%%
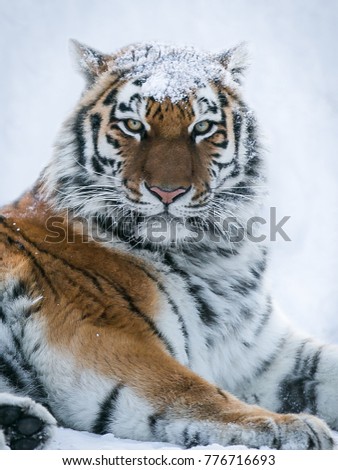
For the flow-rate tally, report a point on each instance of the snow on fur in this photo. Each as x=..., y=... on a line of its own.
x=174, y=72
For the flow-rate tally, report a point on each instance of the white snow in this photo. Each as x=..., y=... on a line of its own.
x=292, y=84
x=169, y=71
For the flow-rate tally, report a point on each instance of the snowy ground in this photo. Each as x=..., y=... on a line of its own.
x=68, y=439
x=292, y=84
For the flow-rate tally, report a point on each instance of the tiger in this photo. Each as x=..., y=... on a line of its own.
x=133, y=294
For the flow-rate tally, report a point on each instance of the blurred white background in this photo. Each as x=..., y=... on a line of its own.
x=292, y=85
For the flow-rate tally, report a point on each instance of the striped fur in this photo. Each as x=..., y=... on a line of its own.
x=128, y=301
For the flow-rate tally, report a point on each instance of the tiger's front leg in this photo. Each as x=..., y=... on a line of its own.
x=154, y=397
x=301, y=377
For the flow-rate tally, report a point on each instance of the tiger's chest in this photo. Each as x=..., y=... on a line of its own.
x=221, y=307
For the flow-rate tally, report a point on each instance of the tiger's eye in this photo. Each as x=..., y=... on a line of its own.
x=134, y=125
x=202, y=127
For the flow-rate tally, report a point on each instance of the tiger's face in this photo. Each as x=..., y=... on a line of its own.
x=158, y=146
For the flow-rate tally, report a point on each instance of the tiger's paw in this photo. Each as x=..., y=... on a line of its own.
%%
%%
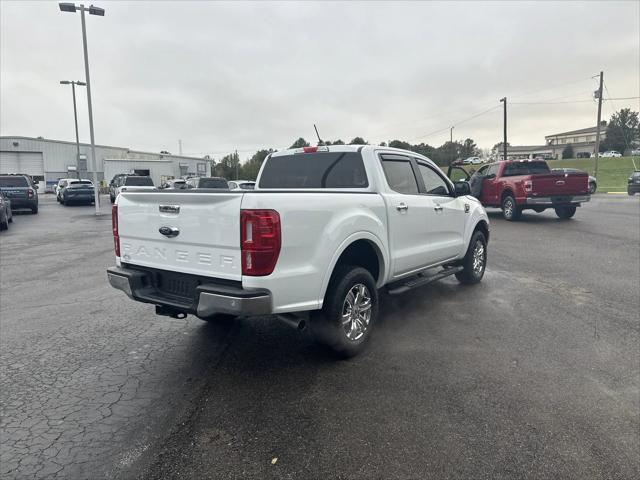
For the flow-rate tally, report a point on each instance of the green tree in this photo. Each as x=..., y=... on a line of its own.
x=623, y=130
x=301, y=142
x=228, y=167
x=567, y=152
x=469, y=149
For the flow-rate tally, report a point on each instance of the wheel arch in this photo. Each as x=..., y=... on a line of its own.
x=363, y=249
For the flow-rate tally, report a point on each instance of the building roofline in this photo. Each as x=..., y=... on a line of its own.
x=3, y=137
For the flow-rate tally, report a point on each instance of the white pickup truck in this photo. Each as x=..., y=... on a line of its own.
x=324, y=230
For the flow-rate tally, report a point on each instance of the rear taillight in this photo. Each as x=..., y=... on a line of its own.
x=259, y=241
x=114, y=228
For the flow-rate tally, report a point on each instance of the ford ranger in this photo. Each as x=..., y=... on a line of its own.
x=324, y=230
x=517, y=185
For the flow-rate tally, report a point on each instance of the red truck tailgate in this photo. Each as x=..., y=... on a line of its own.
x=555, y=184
%%
THE TASK:
Repeat the records verbatim, everything from the line containing "of the snowy" down to the line containing "x=158, y=146", both included.

RESPONSE TO THE EXERCISE:
For the flow-rate tally, report a point on each instance of the snowy ground in this photo. Each as x=..., y=... on a line of its own.
x=68, y=439
x=292, y=84
For the flow-rate tally, report a point on each instance of the tiger in this photo. Each as x=..., y=... on a line of its own.
x=133, y=294
For the flow-rate tally, report a point on each instance of the blurred white background in this photo. Each as x=..., y=... on a line of its own.
x=292, y=85
For the flow-rate tally, report a point on each instance of the striped fur in this photo. Each as x=..., y=... on a line of its own.
x=128, y=301
For the flow-rate tally, report a point on each instance of the tiger's front leg in this photo. Each as x=..., y=... on a line of its own.
x=154, y=397
x=301, y=377
For the flow-rate tally, report a point on each instance of the tiger's chest in this photo. Each as x=..., y=... on a line of its own.
x=221, y=307
For the flow-rate tally, report a point on each instance of the tiger's eye in this photo. Each as x=..., y=... on a line of its own.
x=134, y=125
x=202, y=127
For the flow-rate tally, report a point on each instance of the tiger's face in this photo. Each as x=..., y=... on a line of its own.
x=158, y=146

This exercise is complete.